START TEXT PASSAGE

# Advice for a young couple?



## Mrs Chai (Sep 14, 2010)

I see a lot of posts that talk about people who have been married 5-10+ years and while great advice and lessons to be had, none really focus on a couple who are still in college.

My husband is going to graduate college in less than a year and has begun talking about buying a house. I am still working on my Bachelors with my eyes set on Medical School and a residency beyond that. However, my heart is not set on staying in the state we are at. The idea of buying a house means that more than likely we will remain in this state. It's a lot of money and commitment to staying put - especially in the real estate climate. 

My husband doesn't want to rent - but he has no prominent career aspects here, his family is in another country, and no real experience involving buying or owning a home. My family is in this state and who knows where I will get sent to residency, but I planned on being flexible with where I go to med school in case he does get a job offer that requires an out of state move.

I suppose my question is: My husbands biggest gripe is paying for an apartment that is not going toward something we own. What can we do that will ease his feelings of that other than putting more of our cheques into savings?

Honestly, if he went out to buy a house, it's unlikely we'd be eligible. As poor college students and his history of being a starving artist, I doubt we're very tempting for any bank to take on...


----------



## Chelhxi (Oct 30, 2008)

Well, like you say you probably wouldn't be approved, so you could tell him that he could try to get pre-approved for a mortgage (that's what we do in Canada at least) and then have the bank turn him down. Though that's pretty passive aggressive.

Honestly though, if he hasn't heard about the housing crisis, people being desperately underwater with their mortgage, walking away, declaring bankruptcy etc, I'm not sure where he's been living. He should read more about the risks of home ownership. It's moderately risky a lot of the time and it's worse if you have to move and also extra risky with the economy. How are house prices in your area?

END TEXT PASSAGE

» **PROBLEMS AND TASKS**
A: Please repeat the part of the forum thread on a young couple buying a house between "My husband doesn't" and "cheques into savings?", inclusive.
B: In the forum thread on a young couple buying a house, where does the husband's family live?
C: Continue the forum thread on a young couple buying a house from where it stops.

START THE DATA

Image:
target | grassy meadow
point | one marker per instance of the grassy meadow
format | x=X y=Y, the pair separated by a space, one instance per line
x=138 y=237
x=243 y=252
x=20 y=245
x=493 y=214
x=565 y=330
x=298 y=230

END THE DATA

» **ANSWERS FOR THE EXERCISE**
A:
My husband doesn't want to rent - but he has no prominent career aspects here, his family is in another country, and no real experience involving buying or owning a home. My family is in this state and who knows where I will get sent to residency, but I planned on being flexible with where I go to med school in case he does get a job offer that requires an out of state move.

I suppose my question is: My husbands biggest gripe is paying for an apartment that is not going toward something we own. What can we do that will ease his feelings of that other than putting more of our cheques into savings?

B: In another country.

C:
Personally, my husband and I rent - it's just the best decision for us right now, and not even financially speaking. We might have to move for work and we're both too busy to deal with all the upkeep that a house requires. Moving is hard enough, but selling one house and buying another is extra hard. 

I think you understand all this, but sounds like he doesn't. I'd just try to point him towards learning more about the realities, risks and cons of home ownership at this point in your lives.


----------



## PBear (Nov 16, 2010)

Try this... Figure out how much your housing expenses would be. Include the mortgage, taxes, budget for repairs... Subtract your rent. And put that difference aside for your downpayment. Then you get the freedom of renting, more of your cheques for savings, and prove to yourselves that you can afford a house.

Of course, this only works if your house expenses are more than your rent is... 

C
_Posted via Mobile Device_


----------



## Kauaiguy (May 8, 2011)

I don't see the point in buying a house at this time unless you're doing it for a long time investment. The housing market is still going down and according to my long time friend and realtor, he doesn't expect anything to happen within the next 5 years.

As a matter of fact, he expects the housing market to tank even more in the next couple of years. So the danger here is that if you were to purchase a house now, the value of that house may go down even more in the next two or three years.

Then if you were to be transferred to another state, you will be forced to sell at a loss. I seriously doubt that you'd be able to afford to keep two mortgages while you wait for the value of the current house to go back up. Think about that!

Our houses here in Hawaii were purchase at $710,000.00 and $650,000.00 respectively, and both are now valued under $500,000.00. Think about the money we lost on these two homes, and I expect it to go down even more in the next couple of years.

Fortunately, we don't plan on going anywhere because these are ours and sons retirement homes. Son will be retiring in about 10 years.

California and the other mainland states are tanking even more and I have a very good friend who can't afford to even sell his house. It went down from a value of about $850,000.00 to under $500,000.00. OUCH!

I think I would be inclined to advise you two to rent the cheapest place you can at this time and bank whatever you can for the next couple of years. Then think about buying that house.

I would be inclined to check out Susie Ormand(?) and see how you can invest some of your money so that you can have it available in a couple of years to put down on that house.

You may even be able to buy a cheap house on a foreclosure.


----------



## Mrs Chai (Sep 14, 2010)

Thanks for all the advice everyone! It is very helpful and I will take several of them into account. I will let you know of any updates. I'm still pretty firm on not getting a house and since that conversation it seems it's become a mutual understanding.

I think he will best get the idea by working it all out on a sheet of paper with expenses like Mike suggested. He definitely is a visual person.


----------



## lostleahnc (Aug 30, 2011)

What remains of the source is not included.